PROVIDED ENTRIES ->

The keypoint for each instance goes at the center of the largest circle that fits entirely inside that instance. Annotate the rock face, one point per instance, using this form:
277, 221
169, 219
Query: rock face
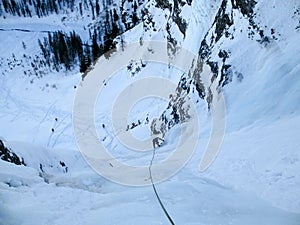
9, 156
234, 19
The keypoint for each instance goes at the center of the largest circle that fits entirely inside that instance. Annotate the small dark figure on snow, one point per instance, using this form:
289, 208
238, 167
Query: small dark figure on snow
156, 143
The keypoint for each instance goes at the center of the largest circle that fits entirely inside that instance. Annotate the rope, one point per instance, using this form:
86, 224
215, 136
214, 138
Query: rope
157, 196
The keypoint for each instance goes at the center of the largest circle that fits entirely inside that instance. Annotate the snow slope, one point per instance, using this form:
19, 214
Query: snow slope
254, 180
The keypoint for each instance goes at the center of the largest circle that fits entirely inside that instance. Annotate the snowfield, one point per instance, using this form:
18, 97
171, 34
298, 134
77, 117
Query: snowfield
254, 180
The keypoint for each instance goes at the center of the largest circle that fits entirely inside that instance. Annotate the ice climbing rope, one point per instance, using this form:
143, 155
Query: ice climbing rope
157, 196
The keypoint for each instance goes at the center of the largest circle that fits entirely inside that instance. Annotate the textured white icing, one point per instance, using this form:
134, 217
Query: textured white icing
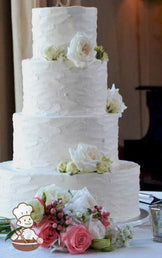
116, 191
54, 88
56, 26
42, 142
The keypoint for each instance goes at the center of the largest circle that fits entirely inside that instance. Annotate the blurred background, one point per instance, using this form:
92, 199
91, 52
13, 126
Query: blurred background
131, 32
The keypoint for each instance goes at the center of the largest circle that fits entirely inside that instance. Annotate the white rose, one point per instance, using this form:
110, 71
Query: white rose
115, 102
96, 228
53, 53
83, 198
80, 51
53, 193
85, 157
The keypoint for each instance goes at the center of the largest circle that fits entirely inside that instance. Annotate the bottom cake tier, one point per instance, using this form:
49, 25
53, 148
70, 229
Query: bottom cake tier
116, 191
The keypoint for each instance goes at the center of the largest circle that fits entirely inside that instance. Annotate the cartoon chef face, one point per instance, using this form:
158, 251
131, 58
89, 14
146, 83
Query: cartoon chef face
23, 215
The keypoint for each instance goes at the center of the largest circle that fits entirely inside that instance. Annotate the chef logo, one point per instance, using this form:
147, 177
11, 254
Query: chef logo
24, 238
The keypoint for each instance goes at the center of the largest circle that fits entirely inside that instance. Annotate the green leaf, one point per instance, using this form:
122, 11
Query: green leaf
108, 249
44, 197
89, 211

REQUIRED WORK -> Can you copy the listing above line for line, with no changes, but leave out the pictures?

WRITTEN ANSWER ->
The keypoint for each instance goes at the center of the largest circle that fits entirely inside that instance. Annotate the rock face, one point per instance, using this form:
277, 221
169, 219
Query: rock face
9, 156
234, 19
The keypoint for each instance goes at the center of the largest circle that fits entirely inside that instance. Annotate the small dark figure on snow, one point per instance, using this form:
289, 208
238, 167
Query: small dark figure on snow
156, 143
The keypoint for each instance goes at the center of the largest circle that fits entirely inside that instance. Annotate the rope, one point per instance, using this form:
86, 224
215, 136
214, 138
Query: rope
157, 196
The keypoint for each instance goes at the center of the largest circle that fits entirely inside that instance. Annotate the snow slope, one point per instance, using this form:
19, 214
Query: snow slope
254, 180
The keypoint for each instance goes at the center of the largest circle that fits entirely inside that instance. Annotate the snowfield, one point per instance, using this form:
18, 97
171, 34
298, 134
77, 117
Query: snowfield
254, 180
The keypoint for each instance goes at the center of the largest circle that fits entirely inside that instance. Annotate the ice climbing rope, one point per instance, using this form:
143, 155
Query: ice climbing rope
157, 196
The keypoint for each instance goes at the center of the largest circle that fits entirely inside that instance. Annotate the textured white icing, one point per instance, using this form:
134, 217
Query: textured white icing
116, 191
54, 88
56, 26
42, 142
The keypoint for each instance goes at the center of the largest circle that fits entirely inside that instance. Annotate the blurred background, one point per instance, using this form:
92, 199
91, 52
13, 126
Query: blurred background
131, 32
The keypoint for each instance goes at the center of the largest circle that fits entirely inside that instance. Annotate the white rose, one point per instance, using this form:
110, 71
Query: white rose
115, 102
96, 228
53, 53
83, 198
80, 51
53, 193
85, 157
The keypoint for each instance goes at the center of the largest circle that fits entirely inside that instance. Annotate the bottom cake tier, one point per instance, using this form:
49, 25
53, 148
70, 229
Query: bottom cake tier
116, 191
The keypoint for each instance goes at the center of the largest circle that fits entirely inside that instance. Annotate the cartoon chef face, one point per instance, using this form:
158, 251
131, 58
89, 14
146, 83
Query: cartoon chef face
23, 215
The keypoint for each instance goes at the center of the largest circle that fits entirely inside that instance. Annotate the chef logo, one point per instance, using this form:
147, 177
11, 254
Query: chef logo
24, 238
The keypoint for each instance goes at the center of the largest circle that fits entirely inside that instance. Annotate the green leaf, one point per instance, using this form:
122, 11
Query: green leaf
108, 249
44, 197
89, 211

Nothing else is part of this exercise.